◆ Stated task ◆
Copy every entry below word for word, keeping each line and its coordinates unchanged.
━━━━━ Data for this exercise ━━━━━
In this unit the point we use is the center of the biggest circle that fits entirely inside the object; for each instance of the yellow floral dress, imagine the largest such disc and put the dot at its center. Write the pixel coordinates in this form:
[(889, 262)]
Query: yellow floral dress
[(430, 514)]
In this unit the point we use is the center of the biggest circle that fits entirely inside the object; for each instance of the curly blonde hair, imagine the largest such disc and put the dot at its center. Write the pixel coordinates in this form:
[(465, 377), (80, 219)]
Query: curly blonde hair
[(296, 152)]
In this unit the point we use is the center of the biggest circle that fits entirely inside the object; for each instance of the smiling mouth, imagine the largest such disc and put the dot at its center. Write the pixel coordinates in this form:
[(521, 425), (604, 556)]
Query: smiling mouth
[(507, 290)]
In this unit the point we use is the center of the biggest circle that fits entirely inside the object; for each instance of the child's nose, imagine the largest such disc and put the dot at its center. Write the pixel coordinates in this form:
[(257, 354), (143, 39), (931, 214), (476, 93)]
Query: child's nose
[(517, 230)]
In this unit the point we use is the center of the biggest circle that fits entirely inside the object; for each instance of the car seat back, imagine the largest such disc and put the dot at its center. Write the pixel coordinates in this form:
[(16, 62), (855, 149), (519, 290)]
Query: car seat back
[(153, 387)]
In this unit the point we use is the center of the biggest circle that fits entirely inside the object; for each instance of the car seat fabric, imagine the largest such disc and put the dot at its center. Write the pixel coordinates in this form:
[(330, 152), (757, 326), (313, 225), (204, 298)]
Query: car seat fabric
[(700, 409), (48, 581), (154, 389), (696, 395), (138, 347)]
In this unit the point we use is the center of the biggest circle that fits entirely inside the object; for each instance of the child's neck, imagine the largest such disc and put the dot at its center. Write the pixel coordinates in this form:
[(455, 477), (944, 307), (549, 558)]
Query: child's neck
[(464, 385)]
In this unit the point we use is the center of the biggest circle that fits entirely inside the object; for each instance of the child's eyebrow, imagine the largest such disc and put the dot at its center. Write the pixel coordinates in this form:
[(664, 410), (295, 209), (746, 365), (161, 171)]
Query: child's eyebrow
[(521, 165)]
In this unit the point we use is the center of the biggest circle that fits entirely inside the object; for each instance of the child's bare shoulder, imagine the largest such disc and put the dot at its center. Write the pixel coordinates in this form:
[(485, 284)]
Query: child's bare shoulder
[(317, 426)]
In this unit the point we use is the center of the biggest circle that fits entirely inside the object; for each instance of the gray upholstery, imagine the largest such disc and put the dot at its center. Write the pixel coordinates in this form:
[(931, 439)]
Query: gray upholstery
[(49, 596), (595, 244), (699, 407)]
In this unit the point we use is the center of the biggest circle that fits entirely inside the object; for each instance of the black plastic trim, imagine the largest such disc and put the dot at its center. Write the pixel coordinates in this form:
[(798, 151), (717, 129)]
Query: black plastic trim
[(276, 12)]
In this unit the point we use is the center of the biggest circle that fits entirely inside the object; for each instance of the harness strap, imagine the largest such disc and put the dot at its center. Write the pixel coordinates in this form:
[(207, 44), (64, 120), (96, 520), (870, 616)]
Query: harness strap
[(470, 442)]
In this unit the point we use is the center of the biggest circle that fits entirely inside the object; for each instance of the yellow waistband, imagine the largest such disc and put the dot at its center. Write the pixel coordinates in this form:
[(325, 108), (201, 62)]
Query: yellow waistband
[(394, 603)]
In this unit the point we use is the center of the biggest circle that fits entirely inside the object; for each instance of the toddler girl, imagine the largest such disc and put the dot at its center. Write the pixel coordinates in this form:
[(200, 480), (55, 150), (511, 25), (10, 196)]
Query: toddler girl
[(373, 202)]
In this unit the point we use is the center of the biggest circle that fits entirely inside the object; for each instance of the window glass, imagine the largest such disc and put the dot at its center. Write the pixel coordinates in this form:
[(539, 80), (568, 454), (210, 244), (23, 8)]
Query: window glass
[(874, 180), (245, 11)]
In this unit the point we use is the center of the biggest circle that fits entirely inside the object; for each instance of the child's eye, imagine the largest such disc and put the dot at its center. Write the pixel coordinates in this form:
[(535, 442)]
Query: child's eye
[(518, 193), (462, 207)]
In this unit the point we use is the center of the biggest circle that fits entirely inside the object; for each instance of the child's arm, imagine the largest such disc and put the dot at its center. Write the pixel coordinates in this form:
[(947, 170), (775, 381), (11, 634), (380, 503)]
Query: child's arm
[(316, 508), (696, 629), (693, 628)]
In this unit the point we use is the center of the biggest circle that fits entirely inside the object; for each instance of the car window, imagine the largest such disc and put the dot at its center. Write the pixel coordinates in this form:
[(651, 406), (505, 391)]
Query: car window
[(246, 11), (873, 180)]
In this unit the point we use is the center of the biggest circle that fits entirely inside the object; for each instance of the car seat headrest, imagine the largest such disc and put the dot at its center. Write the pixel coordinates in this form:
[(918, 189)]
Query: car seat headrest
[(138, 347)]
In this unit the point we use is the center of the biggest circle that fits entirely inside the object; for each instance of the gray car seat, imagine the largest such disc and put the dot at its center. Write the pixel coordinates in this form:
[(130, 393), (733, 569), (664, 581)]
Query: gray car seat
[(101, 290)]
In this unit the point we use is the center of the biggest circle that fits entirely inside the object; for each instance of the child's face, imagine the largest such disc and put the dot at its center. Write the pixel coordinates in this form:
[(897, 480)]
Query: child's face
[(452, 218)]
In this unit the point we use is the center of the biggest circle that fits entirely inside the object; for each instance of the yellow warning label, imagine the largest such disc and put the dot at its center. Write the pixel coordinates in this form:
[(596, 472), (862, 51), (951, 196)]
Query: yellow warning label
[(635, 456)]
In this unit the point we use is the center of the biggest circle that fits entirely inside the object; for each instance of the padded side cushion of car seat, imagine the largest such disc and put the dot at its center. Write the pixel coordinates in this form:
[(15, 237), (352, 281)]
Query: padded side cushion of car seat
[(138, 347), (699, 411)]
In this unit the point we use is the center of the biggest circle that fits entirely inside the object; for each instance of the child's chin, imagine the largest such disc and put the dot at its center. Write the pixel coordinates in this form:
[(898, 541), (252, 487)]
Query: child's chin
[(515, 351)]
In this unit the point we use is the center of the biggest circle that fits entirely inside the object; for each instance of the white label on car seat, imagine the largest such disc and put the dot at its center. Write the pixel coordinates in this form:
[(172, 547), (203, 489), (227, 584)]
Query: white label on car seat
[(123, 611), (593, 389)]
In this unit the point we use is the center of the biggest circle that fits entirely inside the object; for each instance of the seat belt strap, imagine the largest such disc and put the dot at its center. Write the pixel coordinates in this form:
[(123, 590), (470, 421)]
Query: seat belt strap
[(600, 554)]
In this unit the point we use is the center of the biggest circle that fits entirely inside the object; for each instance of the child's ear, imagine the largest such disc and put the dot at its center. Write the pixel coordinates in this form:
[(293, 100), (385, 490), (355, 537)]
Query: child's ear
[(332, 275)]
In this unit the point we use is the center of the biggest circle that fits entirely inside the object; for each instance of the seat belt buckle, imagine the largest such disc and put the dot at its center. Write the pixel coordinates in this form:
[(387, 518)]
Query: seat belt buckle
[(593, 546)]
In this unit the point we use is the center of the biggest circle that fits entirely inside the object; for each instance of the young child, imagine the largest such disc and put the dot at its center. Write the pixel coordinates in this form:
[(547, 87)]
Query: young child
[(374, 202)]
━━━━━
◆ Result of the exercise ◆
In this unit the point we use is the center of the biggest circle that fits entirely inside the object; for each instance of the yellow floral dress, imagine the largest such disc and put the dot at its center. Write the pixel coordinates in this form:
[(889, 262)]
Query: yellow floral dress
[(430, 514)]
In this unit the point we use is the center of the biggest circle that fits entirely inside the object; for each instance of the curly blonde hair, imagine the largest such disc and put the dot at its center. Write the pixel coordinates in this form:
[(465, 377), (80, 219)]
Query: curly blonde hair
[(296, 152)]
In this unit the point we use is the center of the biggest circle that fits entirely inside the object; for each instance of the smiling mouth, imagine the largest such disc and put the dot at its center. Write the pixel coordinates in this form:
[(521, 425), (604, 556)]
Query: smiling mouth
[(507, 290)]
In this unit the point we use is the center of the biggest circle that fits entirely inside the object; for each instance of the child's nose, imagine the largest such disc and put the dot at its center. Write the pixel coordinates in this form:
[(257, 354), (143, 39), (931, 214), (476, 93)]
Query: child's nose
[(517, 230)]
In this unit the point we use is the center of the biggest circle that fits entirely inside the object; for each instance of the car seat back, imagine the largest such disc and put the dot at its center. Write the pixel coordinates in this form:
[(16, 62), (855, 149), (519, 290)]
Query: car seat back
[(153, 387)]
In this unit the point we use is the center of the biggest circle that fits entirely inside the object; for each instance of the car seat fabric, imagine the largest such disc and put the dot at its center. Write the pixel coordinates in this form:
[(330, 152), (757, 326), (313, 225), (204, 298)]
Query: car seat fabric
[(700, 409), (48, 581), (154, 389), (696, 395), (138, 347)]
In this unit the point we use is the center of the biggest circle that fits entirely inside the object; for each instance of the child's neck, imagine the largest such disc and put the dot at its center. Write the pixel coordinates in this form:
[(455, 477), (944, 307), (549, 558)]
Query: child's neck
[(464, 385)]
In this unit the point we use is the center of the biggest circle that fits entirely inside the object; for each instance of the child's eyebrow, imagine the largest such disc and put the dot at its center. Write the pixel coordinates in this form:
[(664, 410), (295, 209), (746, 365), (161, 171)]
Query: child's eyebrow
[(521, 165)]
In this unit the point we use is the center of the biggest circle that fits entirely inside the object; for each instance of the child's bare shoulder, imagine the largest such disc and put the dot at its center. Write the pixel coordinates in this form:
[(485, 284)]
Query: child's bare shoulder
[(317, 426)]
In this unit the point we use is the center of the biggest circle that fits entirely inside the object; for each instance of the gray upholstery, imagine the largest such disc and put the dot at its center. Write the pixel coordinates in this form:
[(931, 439)]
Query: gray upholstery
[(49, 596), (595, 244), (699, 407)]
In this unit the point we use is the center of the biggest circle that fits entirely inside the object; for each instance of the black plastic trim, imagine the largest such disc and put the dot at its center. Write the pixel coordinates in this form:
[(798, 151), (717, 129)]
Query: black plastic trim
[(276, 12)]
In this unit the point we use is the center of the biggest circle that fits entirely inside the object; for each instance of the harness strap, imagine the largest such disc and put the dot at its center. Write the pixel coordinates in this form:
[(207, 44), (64, 120), (96, 520), (870, 616)]
Query: harness strap
[(470, 442)]
In this unit the point we use is the center of the biggest circle that fits entirely inside the object; for each instance of the yellow waistband, imagine the largest such disc and put the dot at its center. Write the pixel coordinates in this form:
[(325, 108), (201, 62)]
Query: yellow waistband
[(394, 603)]
In this unit the point we use is the center of the biggest circle that fits entirely inside the object; for each instance of the toddler girl, imagine the largest such disc and put the dot at its center. Write the pixel coordinates in this form:
[(200, 480), (55, 150), (511, 25), (10, 196)]
Query: toddler girl
[(373, 202)]
In this unit the point we use is the center of the biggest circle that fits entirely inside the object; for each instance of the window glass, imagine the largest such disc and put the dot at its center. Write the pixel coordinates in this form:
[(539, 80), (568, 454), (210, 244), (23, 8)]
Query: window glass
[(874, 180), (245, 11)]
In this unit the point we use is the center of the biggest circle that fits entirely inside the object; for each instance of the child's eye, imagine the largest such disc and put the dot at its center. Write the pixel coordinates in this form:
[(535, 442)]
Query: child's eye
[(518, 193), (462, 207)]
In this unit the point we use is the center of the biggest circle that fits entirely inside the object; for each instance of the child's arm, imagine the largest such disc and put the dot at its center. Write the pixel coordinates in this form:
[(947, 170), (775, 381), (11, 634), (380, 503)]
Query: child's arm
[(316, 508), (696, 629), (693, 628)]
In this unit the point we use is the center of the biggest circle that fits entirely inside the object; for each instance of the car window, imagine the largest such disc and put the dot at its center. Write the pixel coordinates in this form:
[(651, 406), (505, 391)]
Query: car window
[(246, 11), (873, 180)]
In this unit the point we use is the center of the biggest circle that fits entirely inside the object; for each instance of the car seat headrest, imagine the largest such disc and put the dot at its center. Write the pixel coordinates in this form:
[(918, 189)]
Query: car seat headrest
[(138, 347)]
In this unit the point we use is the center of the biggest circle that fits entirely inside the object; for each instance of the gray car seat, imagine the largest such disc and put the dot at its center. Write the pixel coordinates in this form:
[(130, 393), (733, 569), (664, 581)]
Query: gray car seat
[(101, 290)]
In this unit the point we use is the center of the biggest circle that fits entirely inside the object; for each instance of the child's face, imagine the largest such disc and put the dot at its center. Write the pixel coordinates in this form:
[(897, 480)]
Query: child's face
[(452, 218)]
In this unit the point we use is the center of the biggest circle that fits entirely inside the object; for each instance of the yellow warning label, imagine the largest such disc and put the dot at its center. Write the pixel coordinates in this form:
[(596, 472), (862, 51), (951, 196)]
Query: yellow warning label
[(635, 456)]
In this unit the point we use is the center of the biggest circle that fits entirely inside the object; for each instance of the padded side cushion of car seat, imagine the largest such disc and put the dot at its center. Write the pixel coordinates in this form:
[(15, 237), (352, 281)]
Query: padded side cushion of car seat
[(138, 347), (699, 411)]
In this unit the point we use is the center of the biggest circle that fits entirely inside the object; for each instance of the child's chin, imagine the largest such disc and put the dot at its center. Write the pixel coordinates in this form:
[(898, 541), (252, 487)]
Query: child's chin
[(515, 351)]
In this unit the point we use is the center of the biggest circle that fits entirely inside the object; for each instance of the white label on car seat, imagine the largest such disc and put the dot at its center. Write the pixel coordinates in this form:
[(172, 547), (203, 489), (227, 584)]
Query: white label on car seat
[(123, 611), (593, 389)]
In this unit the point we use is the center of the biggest circle that fits entirely inside the object; for each instance of the seat belt strap, imagine the largest such disc and put the dot at its center. Write the pixel coordinates in this form:
[(123, 590), (470, 421)]
Query: seat belt strap
[(600, 554)]
In this unit the point we use is the center of the biggest circle that fits entirely inside the object; for each instance of the child's ear, imagine the largest such disc and put the dot at its center. Write the pixel coordinates in this form:
[(293, 100), (385, 490), (355, 537)]
Query: child's ear
[(332, 275)]
In this unit the point we use is the center of the biggest circle that fits entirely inside the object; for each instance of the seat belt buckle, imagine the largest such disc and put the dot at its center. Write the pixel coordinates in this form:
[(387, 518)]
Query: seat belt buckle
[(593, 546)]
In this unit the point we use is the center of the biggest circle that fits entirely inside the object; for each instance of the young child, imagine the largest such disc and put the dot at its center. Write the pixel coordinates in this form:
[(547, 87)]
Query: young child
[(374, 202)]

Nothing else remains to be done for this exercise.